Brano da leggere
Carrón al sinodo: All’attesa del cuore dell’uomo può rispondere solo un avvenimento
Riportiamo di seguito il discorso di don Julián Carrón, presidente della Fraternità di Comunione e Liberazione, alla nona Congregazione Generale del Sinodo dei Vescovi (13 ottobre 2012).
Beatissimo Padre, Venerabili Padri, Fratelli e sorelle:
Il Sinodo sulla Nuova Evangelizzazione e l’Anno della fede traggono origine dalla stessa costatazione: non possiamo continuare a «pensare alla fede come un presupposto ovvio del vivere comune». In effetti, «questo presupposto non solo non è più tale, ma spesso viene perfino negato» (Porta fidei, 2). Se la fede non si può continuare a dare per scontata, la prima urgenza è come ridestare negli uomini del nostro tempo l’interesse per essa e per il cristianesimo. E il luogo privilegiato dove questo può accadere è la vita quotidiana, dove come cristiani entriamo in rapporto con i nostri fratelli uomini.
Leggendo l’Instrumentum Laboris, che contiene tanti spunti preziosi per il nostro lavoro, sono rimasto colpito da questa osservazione: «Desta preoccupazione in molte risposte [ai Lineamenta] la scarsezza di primo annuncio nella vita quotidiana, che si svolge nel quartiere, dentro il mondo del lavoro». Questa valutazione, che emerge in tante risposte, mi sembra metta il dito nella piaga, indicando quale sia la sfida che ci troviamo ad affrontare.
Malgrado tutti i tentativi fatti negli ultimi decenni per migliorare gli strumenti della trasmissione della fede, la costatazione è semplice: tutto lo sforzo fatto fino adesso fatica a generare una novità di vita tale da destare nei vicini e nei colleghi la curiosità per quello che i battezzati vivono nella vita quotidiana (quartiere, luogo di lavoro). Questo dice molto della difficoltà che oggi ci troviamo ad affrontare come Chiesa: come superare quella frattura tra la fede e la vita che rende più difficile alla fede di essere incontrabile in modo ragionevole, e dunque attraente nella vita quotidiana. Se non riusciamo ad affrontare con chiarezza la questione, continueremo a fare ingenti sforzi senza riuscire a dare una risposta adeguata alla radice del problema.

Compiti da svolgere
1. Secondo il discorso di Carrón al sinodo, qual è il luogo privilegiato in cui si può ridestare l'interesse per la fede?
2. Indica se ciascuna affermazione concorda con il discorso di Carrón al sinodo: (a) il discorso fu pronunciato alla nona Congregazione Generale del Sinodo dei Vescovi; (b) secondo il discorso, la fede si può ancora dare per scontata; (c) l'Instrumentum Laboris viene descritto come povero di spunti utili.
3. Restituisci esattamente la parte del discorso di Carrón al sinodo che si apre con le parole contenenti "Malgrado tutti i" e si chiude con "radice del problema.".

Voci tratte da un dataset di annotazione:

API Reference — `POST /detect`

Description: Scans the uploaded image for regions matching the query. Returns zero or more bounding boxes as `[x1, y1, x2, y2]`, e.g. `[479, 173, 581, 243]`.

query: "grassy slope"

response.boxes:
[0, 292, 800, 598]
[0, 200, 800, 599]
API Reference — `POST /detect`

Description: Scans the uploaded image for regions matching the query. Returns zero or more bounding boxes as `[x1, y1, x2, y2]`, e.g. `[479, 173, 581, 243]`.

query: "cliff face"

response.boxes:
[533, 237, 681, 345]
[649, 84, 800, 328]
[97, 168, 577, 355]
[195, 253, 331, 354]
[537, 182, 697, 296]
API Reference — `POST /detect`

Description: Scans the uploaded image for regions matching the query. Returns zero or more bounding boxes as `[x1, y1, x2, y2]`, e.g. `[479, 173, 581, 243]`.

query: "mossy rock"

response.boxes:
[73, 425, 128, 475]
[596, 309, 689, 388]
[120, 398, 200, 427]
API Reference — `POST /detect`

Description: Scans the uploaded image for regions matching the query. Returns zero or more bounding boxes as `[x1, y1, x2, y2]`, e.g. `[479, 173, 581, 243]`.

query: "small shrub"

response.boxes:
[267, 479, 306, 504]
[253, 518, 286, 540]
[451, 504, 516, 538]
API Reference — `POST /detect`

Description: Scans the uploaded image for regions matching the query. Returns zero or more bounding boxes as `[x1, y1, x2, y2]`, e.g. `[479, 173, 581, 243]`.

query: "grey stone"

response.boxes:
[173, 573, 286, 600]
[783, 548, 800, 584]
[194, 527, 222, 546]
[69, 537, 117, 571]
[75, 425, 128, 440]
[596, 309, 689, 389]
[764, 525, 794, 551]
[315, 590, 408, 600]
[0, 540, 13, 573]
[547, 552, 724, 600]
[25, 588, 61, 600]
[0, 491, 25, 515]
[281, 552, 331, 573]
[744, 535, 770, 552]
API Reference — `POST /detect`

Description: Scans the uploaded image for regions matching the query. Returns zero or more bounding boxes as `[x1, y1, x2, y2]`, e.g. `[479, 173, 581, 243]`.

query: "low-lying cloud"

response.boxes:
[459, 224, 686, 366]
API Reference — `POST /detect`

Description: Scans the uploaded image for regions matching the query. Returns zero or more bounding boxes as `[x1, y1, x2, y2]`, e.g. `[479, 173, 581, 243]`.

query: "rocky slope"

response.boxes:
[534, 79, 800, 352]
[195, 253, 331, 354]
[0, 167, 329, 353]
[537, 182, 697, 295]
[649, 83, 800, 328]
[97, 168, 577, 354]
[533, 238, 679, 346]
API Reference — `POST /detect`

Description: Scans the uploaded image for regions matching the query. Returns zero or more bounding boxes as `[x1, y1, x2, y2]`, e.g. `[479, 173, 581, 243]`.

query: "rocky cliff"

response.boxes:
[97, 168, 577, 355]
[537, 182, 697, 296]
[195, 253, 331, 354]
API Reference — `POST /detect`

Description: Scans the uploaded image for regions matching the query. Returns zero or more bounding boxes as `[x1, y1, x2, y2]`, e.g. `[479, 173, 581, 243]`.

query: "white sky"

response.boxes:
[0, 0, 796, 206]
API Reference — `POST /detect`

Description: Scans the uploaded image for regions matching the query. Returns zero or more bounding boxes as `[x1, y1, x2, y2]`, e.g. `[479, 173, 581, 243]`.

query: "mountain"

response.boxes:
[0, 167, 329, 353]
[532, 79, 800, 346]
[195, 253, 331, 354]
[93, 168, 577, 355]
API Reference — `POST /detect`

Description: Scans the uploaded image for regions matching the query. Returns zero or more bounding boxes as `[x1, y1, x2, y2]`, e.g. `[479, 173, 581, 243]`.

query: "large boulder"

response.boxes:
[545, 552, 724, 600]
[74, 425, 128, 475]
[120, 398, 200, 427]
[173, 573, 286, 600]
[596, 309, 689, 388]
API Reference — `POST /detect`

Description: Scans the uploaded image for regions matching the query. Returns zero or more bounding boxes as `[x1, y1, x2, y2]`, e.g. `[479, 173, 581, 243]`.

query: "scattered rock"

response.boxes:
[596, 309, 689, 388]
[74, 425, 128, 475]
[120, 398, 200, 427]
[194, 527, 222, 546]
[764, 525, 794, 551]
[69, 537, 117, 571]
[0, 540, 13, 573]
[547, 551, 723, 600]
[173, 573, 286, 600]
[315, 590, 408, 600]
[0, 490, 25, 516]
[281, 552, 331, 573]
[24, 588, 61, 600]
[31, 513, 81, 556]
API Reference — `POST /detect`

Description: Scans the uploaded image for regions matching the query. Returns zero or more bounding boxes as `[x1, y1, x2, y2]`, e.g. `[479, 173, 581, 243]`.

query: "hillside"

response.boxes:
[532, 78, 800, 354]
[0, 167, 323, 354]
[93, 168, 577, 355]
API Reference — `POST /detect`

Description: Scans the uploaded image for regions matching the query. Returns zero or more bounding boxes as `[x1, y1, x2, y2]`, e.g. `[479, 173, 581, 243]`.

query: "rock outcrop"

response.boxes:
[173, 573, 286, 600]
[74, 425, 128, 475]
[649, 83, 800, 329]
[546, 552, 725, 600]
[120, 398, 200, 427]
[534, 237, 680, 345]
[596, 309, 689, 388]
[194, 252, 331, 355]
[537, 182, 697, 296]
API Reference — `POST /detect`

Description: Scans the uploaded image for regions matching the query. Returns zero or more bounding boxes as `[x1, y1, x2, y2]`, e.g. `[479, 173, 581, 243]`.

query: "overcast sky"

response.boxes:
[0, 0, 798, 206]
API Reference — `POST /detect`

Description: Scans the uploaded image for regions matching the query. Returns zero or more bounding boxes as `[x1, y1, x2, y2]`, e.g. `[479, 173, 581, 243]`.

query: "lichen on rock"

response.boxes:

Soluzioni dell'esercizio
1. La vita quotidiana, dove come cristiani entriamo in rapporto con i nostri fratelli uomini.

2.
(a) Sì: «alla nona Congregazione Generale del Sinodo dei Vescovi (13 ottobre 2012)».
(b) No: «Se la fede non si può continuare a dare per scontata».
(c) No: «che contiene tanti spunti preziosi per il nostro lavoro».

3.
Malgrado tutti i tentativi fatti negli ultimi decenni per migliorare gli strumenti della trasmissione della fede, la costatazione è semplice: tutto lo sforzo fatto fino adesso fatica a generare una novità di vita tale da destare nei vicini e nei colleghi la curiosità per quello che i battezzati vivono nella vita quotidiana (quartiere, luogo di lavoro). Questo dice molto della difficoltà che oggi ci troviamo ad affrontare come Chiesa: come superare quella frattura tra la fede e la vita che rende più difficile alla fede di essere incontrabile in modo ragionevole, e dunque attraente nella vita quotidiana. Se non riusciamo ad affrontare con chiarezza la questione, continueremo a fare ingenti sforzi senza riuscire a dare una risposta adeguata alla radice del problema.